__WORK REQUEST__.
Through to the final line, write out the records below exactly, omitting any images they contain.

__INPUT RECORDS__.
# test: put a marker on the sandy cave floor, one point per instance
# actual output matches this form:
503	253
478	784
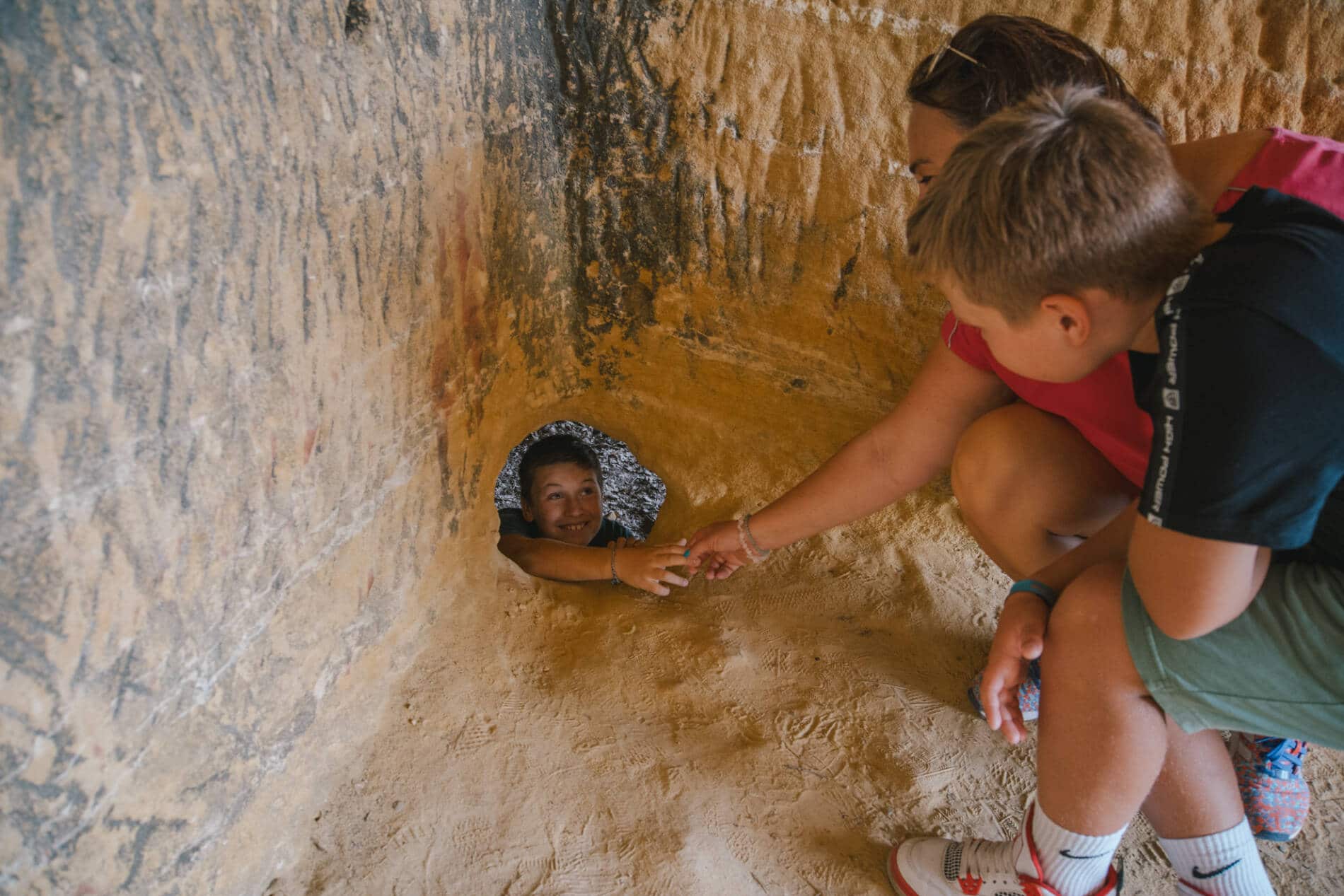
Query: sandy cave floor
772	734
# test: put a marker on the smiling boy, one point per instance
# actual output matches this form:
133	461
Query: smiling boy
1061	230
561	531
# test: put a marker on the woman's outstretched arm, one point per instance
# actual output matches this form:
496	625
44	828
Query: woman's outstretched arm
897	455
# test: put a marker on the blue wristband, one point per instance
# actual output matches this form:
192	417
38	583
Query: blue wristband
1039	588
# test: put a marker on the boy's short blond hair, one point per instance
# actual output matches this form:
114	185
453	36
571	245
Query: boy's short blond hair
1062	192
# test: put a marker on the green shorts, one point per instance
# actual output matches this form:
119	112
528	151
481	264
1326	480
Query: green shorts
1277	669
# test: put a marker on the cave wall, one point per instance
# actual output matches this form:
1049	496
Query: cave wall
282	285
245	291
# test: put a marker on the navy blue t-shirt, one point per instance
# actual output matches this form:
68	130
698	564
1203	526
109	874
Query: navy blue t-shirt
514	523
1248	388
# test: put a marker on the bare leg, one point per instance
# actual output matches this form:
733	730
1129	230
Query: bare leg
1196	790
1031	487
1102	740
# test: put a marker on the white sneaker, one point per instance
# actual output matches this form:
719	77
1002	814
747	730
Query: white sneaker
936	867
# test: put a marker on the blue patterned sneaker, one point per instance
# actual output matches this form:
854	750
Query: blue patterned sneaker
933	867
1269	773
1029	694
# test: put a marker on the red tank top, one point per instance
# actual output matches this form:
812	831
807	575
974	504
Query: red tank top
1101	406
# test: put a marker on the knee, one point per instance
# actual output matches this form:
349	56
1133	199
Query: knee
985	464
1085	639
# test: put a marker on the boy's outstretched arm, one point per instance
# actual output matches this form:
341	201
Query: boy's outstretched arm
1191	586
897	455
644	567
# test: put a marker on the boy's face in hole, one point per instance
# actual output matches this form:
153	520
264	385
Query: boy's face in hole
566	503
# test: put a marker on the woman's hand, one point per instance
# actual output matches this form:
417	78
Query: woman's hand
647	567
719	548
1019	640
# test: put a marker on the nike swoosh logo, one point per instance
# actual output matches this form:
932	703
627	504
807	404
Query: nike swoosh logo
1200	875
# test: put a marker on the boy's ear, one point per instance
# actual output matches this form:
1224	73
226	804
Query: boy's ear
1070	316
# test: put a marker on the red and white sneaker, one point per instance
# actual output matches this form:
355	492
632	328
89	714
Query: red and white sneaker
936	867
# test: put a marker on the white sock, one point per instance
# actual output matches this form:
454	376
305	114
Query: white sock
1223	864
1073	864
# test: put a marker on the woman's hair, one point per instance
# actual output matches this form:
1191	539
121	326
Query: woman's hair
996	62
555	449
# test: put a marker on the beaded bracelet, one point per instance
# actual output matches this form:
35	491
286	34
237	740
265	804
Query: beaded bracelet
1039	588
749	545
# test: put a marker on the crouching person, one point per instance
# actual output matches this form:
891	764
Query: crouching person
1061	230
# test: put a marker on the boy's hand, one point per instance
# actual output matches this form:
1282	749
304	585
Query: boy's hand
1021	639
715	547
647	567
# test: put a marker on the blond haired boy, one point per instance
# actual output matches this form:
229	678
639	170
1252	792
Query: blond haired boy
1061	230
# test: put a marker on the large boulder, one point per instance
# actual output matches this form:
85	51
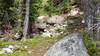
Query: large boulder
71	45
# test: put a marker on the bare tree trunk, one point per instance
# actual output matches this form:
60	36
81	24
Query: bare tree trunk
26	20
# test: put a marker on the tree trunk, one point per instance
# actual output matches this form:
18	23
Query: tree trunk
26	20
92	16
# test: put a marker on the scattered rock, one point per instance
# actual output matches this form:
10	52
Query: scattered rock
74	12
55	20
6	50
71	45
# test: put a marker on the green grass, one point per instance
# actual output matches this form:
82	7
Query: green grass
39	40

__ANSWER SPACE__.
# test: put a marker on the sandy cave floor, one point per instance
# actual output matches this form:
503	253
478	784
Query: sandy cave floor
772	734
# test: put a marker on the smiling boy, one point per instance
# actual output matches this form:
133	461
Query: smiling boy
1061	230
561	531
# test: put a marker on the woman's outstretched arm, one point per instance
# actual output matches this form:
496	625
44	828
Query: woman's outstretched arm
897	455
# test: put a marker on the blue wristband, one point per instance
# actual output matches this form:
192	417
38	583
Query: blue wristband
1039	588
# test: put a marker on the boy's short blond hair, one point per instance
# actual output matches this form:
114	185
453	36
571	245
Query: boy's short blond hair
1062	192
# test: put a marker on the green shorts, one point per instance
# actual output matches this form:
119	112
528	151
481	264
1326	480
Query: green shorts
1277	669
# test: put a marker on the cave wall, one point per instance
# actual output matches this form:
1049	496
Query: cave wall
282	285
245	291
# test: put a marker on the navy blue t-shirt, one point per instance
# actual output matches this form:
68	130
698	564
1203	526
109	874
Query: navy blue t-shirt
514	523
1248	388
# test: put a marker on the bare leg, one point per instance
# actual output matches this form:
733	730
1129	230
Query: bare leg
1196	790
1031	487
1102	740
# test: put a marker on the white sneaker, one point per instance
# actual output matches this form:
719	77
1002	814
747	730
Query: white sneaker
936	867
# test: put a marker on the blue patterned sneaker, one point per instance
# actual output matches this form:
854	750
Query: blue patterned sneaker
933	867
1269	773
1029	694
# test: put a marker on the red tank top, one point per instance
# actual output matches this form:
812	831
807	575
974	504
Query: red tank top
1101	406
# test: put a marker on the knee, one point per instance
# actual output matches this form:
349	56
1133	199
Query: knee
985	464
1085	639
# test: put a marker on the boy's outstretched arm, one point per instance
# actual output matches this form:
341	201
Query: boy's outstretched arm
1191	586
897	455
644	567
# test: put a marker on the boy's face in hole, one point per instance
# actual output matches this form:
153	520
264	385
Query: boy's face in hole
566	503
# test: put a marker on the woman's hand, one point per instance
# actual output matches this form:
417	78
Query: woman's hand
647	567
719	548
1019	640
# test: put a marker on the nike swoosh logo, one point per instance
# actual output matches this form:
932	703
627	504
807	404
Query: nike swoosh logo
1200	875
# test: put a marker on the boy's ear, one point per instance
# actual output matches this form:
1224	73
226	804
Query: boy's ear
1070	316
# test: put a marker on the red and white sneaker, one point per instance
# actual output matches this form:
355	492
632	328
89	714
Query: red and white sneaker
936	867
# test: put a marker on the white sock, one point per instance
# actual output matches this form:
454	376
305	114
Query: white sock
1223	864
1073	864
# test: put a marker on the woman's hair, one point per instance
# actual output matches this form:
1191	539
121	326
Query: woman's hair
996	62
555	449
# test: put a marker on the beaded bracelet, one point per instance
# actual output matches this form:
35	491
286	34
237	740
265	804
Query: beaded bracelet
1039	588
749	545
# test: put a marker on the crouching person, one point per instance
# actual output matches this form:
891	764
Query: crouching person
1061	230
# test: put a marker on the boy's hand, one point per instance
# actual output matches this form:
1282	749
304	585
Query: boy's hand
1021	639
715	547
647	567
# test: put a marker on the blond haired boy, one point per instance
# actual output matches this form:
229	678
639	170
1252	792
Query: blond haired boy
1061	230
# test: put a marker on the large boulder, one point per instance
# actual output matches this form:
85	51
Query: large boulder
71	45
# test: put a marker on the bare tree trunk, one point per instance
# actual output matches this form:
60	36
81	24
Query: bare tree trunk
26	20
# test: put a marker on the tree trunk, one point per instance
# actual output matches this form:
18	23
Query: tree trunk
26	20
92	16
# test: put a marker on the scattered rock, one point per instance
# actual output matches this form:
10	52
Query: scattered rock
74	12
55	20
6	50
71	45
# test: put a marker on the green grass, one point per instance
# actual output matches this form:
82	7
Query: green grass
39	40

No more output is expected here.